Instructions for the task: Extract the complete listing and repeat it word for word.
· · ·
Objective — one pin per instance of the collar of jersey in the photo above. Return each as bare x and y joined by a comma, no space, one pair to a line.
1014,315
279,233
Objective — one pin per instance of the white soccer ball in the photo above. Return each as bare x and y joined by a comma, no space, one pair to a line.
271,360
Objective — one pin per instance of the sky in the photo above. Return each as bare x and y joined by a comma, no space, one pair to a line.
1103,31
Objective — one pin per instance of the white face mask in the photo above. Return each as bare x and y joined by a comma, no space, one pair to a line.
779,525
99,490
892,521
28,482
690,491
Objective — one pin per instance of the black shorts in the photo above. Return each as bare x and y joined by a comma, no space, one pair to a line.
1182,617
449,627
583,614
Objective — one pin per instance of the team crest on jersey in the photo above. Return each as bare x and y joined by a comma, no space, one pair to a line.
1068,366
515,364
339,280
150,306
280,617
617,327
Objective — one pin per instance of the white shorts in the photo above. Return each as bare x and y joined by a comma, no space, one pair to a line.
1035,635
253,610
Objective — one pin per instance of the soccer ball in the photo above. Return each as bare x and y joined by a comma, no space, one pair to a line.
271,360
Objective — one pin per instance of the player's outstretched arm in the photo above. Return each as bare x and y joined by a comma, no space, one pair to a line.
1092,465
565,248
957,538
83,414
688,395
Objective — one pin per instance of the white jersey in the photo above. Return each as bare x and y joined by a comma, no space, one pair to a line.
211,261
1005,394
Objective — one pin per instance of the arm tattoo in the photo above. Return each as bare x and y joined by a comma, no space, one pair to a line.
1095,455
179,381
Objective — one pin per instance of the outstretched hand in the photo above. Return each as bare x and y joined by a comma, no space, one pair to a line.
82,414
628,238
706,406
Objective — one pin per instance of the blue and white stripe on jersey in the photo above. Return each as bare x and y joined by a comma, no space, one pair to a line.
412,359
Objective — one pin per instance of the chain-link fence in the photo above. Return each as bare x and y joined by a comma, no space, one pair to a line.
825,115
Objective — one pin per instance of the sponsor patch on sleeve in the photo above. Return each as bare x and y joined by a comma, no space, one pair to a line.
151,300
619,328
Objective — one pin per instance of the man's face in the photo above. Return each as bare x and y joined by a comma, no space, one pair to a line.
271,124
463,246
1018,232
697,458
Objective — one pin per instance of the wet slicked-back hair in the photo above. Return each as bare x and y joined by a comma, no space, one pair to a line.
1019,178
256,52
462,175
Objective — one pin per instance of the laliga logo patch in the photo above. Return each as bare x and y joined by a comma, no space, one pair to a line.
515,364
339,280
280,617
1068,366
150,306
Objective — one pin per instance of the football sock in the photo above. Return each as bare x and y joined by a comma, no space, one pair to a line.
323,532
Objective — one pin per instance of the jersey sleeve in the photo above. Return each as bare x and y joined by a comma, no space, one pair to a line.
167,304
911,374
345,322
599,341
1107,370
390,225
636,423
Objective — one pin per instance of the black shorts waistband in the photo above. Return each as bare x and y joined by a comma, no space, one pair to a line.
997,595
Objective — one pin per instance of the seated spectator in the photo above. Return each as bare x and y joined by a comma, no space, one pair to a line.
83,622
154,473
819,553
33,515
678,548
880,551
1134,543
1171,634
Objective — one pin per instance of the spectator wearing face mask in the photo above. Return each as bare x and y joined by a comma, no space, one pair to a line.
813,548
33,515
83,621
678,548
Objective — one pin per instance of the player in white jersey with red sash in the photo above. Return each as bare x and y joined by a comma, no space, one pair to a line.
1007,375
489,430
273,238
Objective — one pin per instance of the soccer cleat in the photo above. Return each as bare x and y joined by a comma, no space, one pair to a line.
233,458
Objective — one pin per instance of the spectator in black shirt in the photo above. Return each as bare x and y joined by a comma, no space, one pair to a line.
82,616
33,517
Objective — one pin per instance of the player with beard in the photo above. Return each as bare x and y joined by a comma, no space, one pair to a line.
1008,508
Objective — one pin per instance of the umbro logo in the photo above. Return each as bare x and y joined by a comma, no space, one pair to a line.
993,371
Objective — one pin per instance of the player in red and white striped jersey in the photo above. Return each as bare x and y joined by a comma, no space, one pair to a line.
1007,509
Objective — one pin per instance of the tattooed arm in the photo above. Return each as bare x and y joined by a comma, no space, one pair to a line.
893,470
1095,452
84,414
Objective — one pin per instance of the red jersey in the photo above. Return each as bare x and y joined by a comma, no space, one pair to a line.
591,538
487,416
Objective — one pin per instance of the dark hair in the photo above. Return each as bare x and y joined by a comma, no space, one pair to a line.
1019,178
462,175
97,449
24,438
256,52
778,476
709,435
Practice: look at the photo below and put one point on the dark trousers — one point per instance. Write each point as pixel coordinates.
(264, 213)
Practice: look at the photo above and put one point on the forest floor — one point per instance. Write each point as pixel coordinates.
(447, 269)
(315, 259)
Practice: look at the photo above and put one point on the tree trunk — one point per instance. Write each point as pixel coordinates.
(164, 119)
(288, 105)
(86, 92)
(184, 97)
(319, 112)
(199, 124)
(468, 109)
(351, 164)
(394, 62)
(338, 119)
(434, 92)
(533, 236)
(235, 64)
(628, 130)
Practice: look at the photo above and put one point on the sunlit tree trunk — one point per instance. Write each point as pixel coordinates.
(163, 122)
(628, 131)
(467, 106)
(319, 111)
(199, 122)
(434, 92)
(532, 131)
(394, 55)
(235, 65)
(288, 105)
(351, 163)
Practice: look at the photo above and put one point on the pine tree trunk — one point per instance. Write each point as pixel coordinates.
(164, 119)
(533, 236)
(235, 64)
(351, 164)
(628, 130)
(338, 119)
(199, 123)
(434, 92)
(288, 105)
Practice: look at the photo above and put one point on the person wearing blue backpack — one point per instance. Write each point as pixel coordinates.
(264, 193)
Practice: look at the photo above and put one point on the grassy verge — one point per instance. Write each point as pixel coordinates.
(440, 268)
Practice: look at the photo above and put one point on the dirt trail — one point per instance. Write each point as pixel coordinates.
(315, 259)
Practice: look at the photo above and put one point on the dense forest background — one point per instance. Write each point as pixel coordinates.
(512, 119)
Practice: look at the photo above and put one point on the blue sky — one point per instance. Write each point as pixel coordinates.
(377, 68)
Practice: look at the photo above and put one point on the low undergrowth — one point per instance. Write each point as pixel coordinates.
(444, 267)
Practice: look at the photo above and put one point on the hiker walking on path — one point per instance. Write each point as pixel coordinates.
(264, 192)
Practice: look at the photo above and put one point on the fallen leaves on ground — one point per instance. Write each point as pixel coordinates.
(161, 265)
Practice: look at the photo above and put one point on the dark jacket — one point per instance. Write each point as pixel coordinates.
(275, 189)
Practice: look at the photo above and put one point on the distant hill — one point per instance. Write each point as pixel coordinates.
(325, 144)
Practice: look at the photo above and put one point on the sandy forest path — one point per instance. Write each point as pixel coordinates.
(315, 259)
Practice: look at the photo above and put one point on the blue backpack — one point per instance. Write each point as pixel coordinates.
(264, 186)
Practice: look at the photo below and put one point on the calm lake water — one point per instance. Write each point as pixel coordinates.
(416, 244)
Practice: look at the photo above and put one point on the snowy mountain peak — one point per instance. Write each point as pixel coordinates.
· · ·
Result for this task:
Objective — one pin per instance of the collar of jersey in the photo above. Return each as bare x and y joined by a comma, no space, one pair to a line.
1014,315
279,233
Objective — one pin per instance of the white soccer ball in the photo above. Return each as bare x and y joined by a comma, no space, one pair to a line.
271,360
Objective — one pin per instance of the sky in the photo above. Return each as bare x and y joined by a comma, no space, one pair to a line.
1103,31
Objective — one pin per instance of the white face mask in the photo above. Return each as bare x and y joined by a comma, no space, one pair to a line.
779,525
99,490
892,521
28,482
690,491
Objective — one pin per instance of the black shorts in the photo above. Return each as bare x and y joined by a comma, no space, one pair to a line.
1182,617
449,627
583,614
Objective — one pin per instance of the team crest on jersey in the photo above. Return each as bare x and y joined by a comma, no space, one pair to a line.
1068,366
515,364
339,280
150,306
280,617
617,327
Objective — one pin per instance of the white shorts in the photo above. Return each as bare x and y joined by a comma, no space, one pair to a line.
1035,635
253,610
Objective — one pin per instance of the soccer ball in the photo above. Return each as bare x and y joined by a comma, no space, one pair to a line.
271,360
Objective — one pin per instance of the player's outstretched arm in the photo above. Return each as bare x and y joined by a comma, no space, one pair to a line.
1092,465
565,248
957,538
83,414
688,395
Objective — one pin per instance of the white jersey in the photo above. Return each as bare x and y joined by a comma, no space, one pair to a line.
211,261
1005,394
Objective — one pin per instance of the arm tattoo in the photo above. Return each as bare x and y joined by a comma, no space, one pair to a line.
1095,455
179,381
Objective — one pin per instance of the outstretched hand in the photo above. Return each as bare x and y joined by a comma, no space, one pair to a line.
82,414
628,238
706,406
Objective — one pin per instance of the blue and white stripe on jersey in the photo above. Return each as bare x and y joined by a comma, no space, one pair to a line.
412,359
Objective — one pin per instance of the chain-link fence in the photo above. Return each as bare x and y joined by a comma, no space, one pair to a line.
825,115
Objective — one pin per instance of the sponsor patch on sleeve in the photo above. Return each as bare x and y joined by a comma, no space, one pair to a line.
151,300
619,328
Objective — one pin per instance of the man's face in the photo above. Return each as bare x and y joined by a comma, no space, one pair to a line.
271,124
463,246
1018,232
697,458
Objective — one pin per instance of the wet slicked-back hair in the photo above. Return each as bare x and y joined by a comma, no space, one pair to a line.
1019,178
256,52
462,175
Objective — one pin per instance of the laliga logo patch in the photo above. Return each as bare x and y joined by a comma, no space, one pair to a line.
515,364
339,280
280,617
1068,366
150,306
Objective — one pin per instance of the football sock in the photo above. Return each as bare x and y joined by a comma, no space, one pair to a line.
323,532
Objective — one pin per instance of the jersey sleeve in the photo above. Return each as bare x and y joined by a comma, no space, one pair to a line.
167,304
911,374
345,322
599,341
1107,370
390,225
636,423
Objective — one pin per instance of the black shorts waistband in the photo above. Return each as bare x and y joined by a comma, no space, one pair to a line.
997,595
Objective — one pin per instance of the seated spectator in the photo above. Return each as bare x and y joined by a comma, no space, one pair to a line.
83,622
154,473
819,553
33,515
678,548
880,551
1134,543
1171,634
Objective — one pin per instance of the spectator wearing face mask in the photo above. Return each as bare x and y joined by a comma, no space, one pair to a line.
813,548
33,515
83,621
678,548
Objective — one pin per instance of the player in white jersey with red sash in the photo above. Return each as bare x and y joined by a comma, no space, one pair to a line.
1007,375
489,430
273,238
Objective — one pin per instance of the soccer cleat in the photo above. Return each as bare x and y joined by a comma, no space, one pair to a line.
233,458
Objective — one pin per instance of the spectator in black shirt in the photo above. Return each as bare x and y joined by a comma, no space, one pair to a line.
82,616
33,517
Objective — one pin per instance of the player with beard in the photo above. Return each as bare x and y joined by a comma, no space, one pair to a line.
1008,508
Objective — one pin per instance of the umbro logo in the photo above. Return each as bare x and y joined by a comma, no space, one pair to a line.
993,371
Objective — one pin per instance of the player in red and white striped jersey in the photo above. Return each as bare x and y joined by a comma, no space, one pair to a line.
1007,509
Objective — one pin per instance of the tattooed arm in the photo above. Return each as bare x and y joined by a comma, no space, one pair to a line.
893,470
1095,452
84,414
Objective — one pin per instance of the red jersey in the photo above. Return each as bare x and y joined by a comma, no space, one pair to a line.
591,538
487,416
Objective — one pin per instance of the dark hair in the photo above. Return each as bare x and y joined by a comma, no space, one pair to a line.
1019,178
462,175
97,449
24,438
256,52
778,476
709,435
Practice: look at the photo below and put one point on the dark trousers — one point per instance. Write each point as pixel coordinates.
(264, 213)
Practice: look at the photo above and put one point on the forest floor — one point per instance. Write each point as pixel coordinates.
(447, 269)
(315, 259)
Practice: look at the photo above and put one point on the tree trunk — one point per instance. Write each point as pixel coordinates.
(164, 119)
(288, 105)
(86, 92)
(184, 97)
(319, 112)
(199, 124)
(468, 109)
(351, 164)
(394, 62)
(338, 119)
(434, 92)
(533, 236)
(235, 64)
(628, 130)
Practice: look at the photo above and put one point on the sunlit tree trunk — one point per instance. Write each point as pixel coordinates.
(163, 122)
(628, 131)
(467, 106)
(319, 111)
(199, 122)
(434, 92)
(532, 131)
(394, 55)
(235, 65)
(288, 105)
(351, 163)
Practice: look at the photo above and put one point on the pine tree trunk — one point per instance. Write each point as pixel coordinates.
(164, 119)
(533, 236)
(235, 64)
(351, 164)
(628, 130)
(338, 119)
(199, 123)
(434, 92)
(288, 105)
Practice: look at the photo above and put one point on the person wearing blue backpack — one point per instance. Write each point as pixel coordinates.
(264, 193)
Practice: look at the photo above and put one point on the grassy verge — one point per instance. Write each point as pixel coordinates.
(440, 268)
Practice: look at the photo above and put one point on the dirt trail — one point per instance. Write each point as pixel coordinates.
(315, 259)
Practice: look at the photo above and put one point on the dense forest background — one point per instance. Write each point as pixel coordinates.
(512, 119)
Practice: look at the photo above and put one point on the blue sky — one point per instance. Write each point as pixel coordinates.
(377, 68)
Practice: look at the photo above and put one point on the low undergrowth — one point per instance. Write each point as pixel coordinates.
(444, 267)
Practice: look at the photo above and put one point on the hiker walking on path — one point per instance. Write each point as pixel coordinates.
(264, 192)
Practice: look at the photo above and put one point on the fallen leaves on ground — one point per instance. Write each point as pixel coordinates.
(161, 265)
Practice: look at the photo above and put one point on the dark jacket — one point per instance. Write each point as pixel coordinates.
(275, 189)
Practice: look at the photo above and put one point on the distant hill — one point per instance. Write each point as pixel coordinates.
(325, 144)
Practice: look at the photo above and put one point on the sandy forest path — one point per instance. Write each point as pixel coordinates.
(315, 259)
Practice: look at the photo above and put one point on the blue backpack — one point per instance. Write each point as pixel coordinates.
(264, 186)
Practice: look at the photo below and put one point on the calm lake water — one point per instance. Write each point as pixel coordinates.
(416, 244)
Practice: look at the photo above and put one point on the snowy mountain peak — one point per instance. Write each point as pixel coordinates.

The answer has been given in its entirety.